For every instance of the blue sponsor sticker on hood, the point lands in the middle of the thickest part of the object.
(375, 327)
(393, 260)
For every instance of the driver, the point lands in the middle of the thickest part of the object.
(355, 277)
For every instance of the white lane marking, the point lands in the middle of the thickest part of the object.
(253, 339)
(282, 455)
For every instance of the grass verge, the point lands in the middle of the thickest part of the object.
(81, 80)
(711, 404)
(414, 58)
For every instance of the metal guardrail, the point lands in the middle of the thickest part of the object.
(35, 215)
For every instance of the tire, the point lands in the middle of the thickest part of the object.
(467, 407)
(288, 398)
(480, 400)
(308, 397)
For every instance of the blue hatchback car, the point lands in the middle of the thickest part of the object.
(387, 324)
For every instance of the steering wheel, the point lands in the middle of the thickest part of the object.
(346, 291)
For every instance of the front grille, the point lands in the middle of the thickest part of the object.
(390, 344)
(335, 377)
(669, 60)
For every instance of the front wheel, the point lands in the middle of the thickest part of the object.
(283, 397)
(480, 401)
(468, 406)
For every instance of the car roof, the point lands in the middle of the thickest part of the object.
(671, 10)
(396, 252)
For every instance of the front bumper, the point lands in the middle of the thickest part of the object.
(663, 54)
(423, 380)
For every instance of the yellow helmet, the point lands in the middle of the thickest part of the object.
- - - - - - -
*INSTRUCTIONS FOR THE TASK*: Rewrite all of the data above, replacing every occurrence of "thickest part" with "widest part" and leaving everything else unchanged.

*EXPECTED ANSWER*:
For every instance of the blue sponsor sticker on hood, the point lands in the middle of the widest part of the object.
(375, 327)
(393, 260)
For every instance of the driver, the point lands in the middle of the widest part of the object.
(355, 277)
For every instance of the white lane marking, the point lands in the middle of the widest part of the object.
(253, 339)
(282, 455)
For every instance of the grass verge, the point lands in the middle of the widest part of the object.
(81, 80)
(711, 404)
(414, 58)
For every instance of the metal guardrail, the point lands in the middle of the widest part of the object.
(35, 215)
For every instance of the tire, the point lands in the middle of the widest part of the object.
(467, 407)
(288, 398)
(480, 400)
(308, 397)
For every instance of the blue hatchback car, the point lands in the middle of the widest part of the object.
(387, 324)
For every instance of the steering wheel, the point lands in the middle of the widest part of the object.
(346, 291)
For every instance of the front grille, the point lands in the middle of the widest part of the object.
(390, 344)
(335, 377)
(669, 60)
For every instance of the front wheel, the point lands in the middle of the widest part of the object.
(283, 397)
(480, 401)
(468, 406)
For every instance of the car roof, the point lands in the middle of the widest part of the object.
(671, 10)
(396, 252)
For every instance of the front bumper, the point lands in the middle of the widest part of the object.
(663, 54)
(423, 380)
For every instance of the yellow helmet, the point lands in the middle of the widest part of the object.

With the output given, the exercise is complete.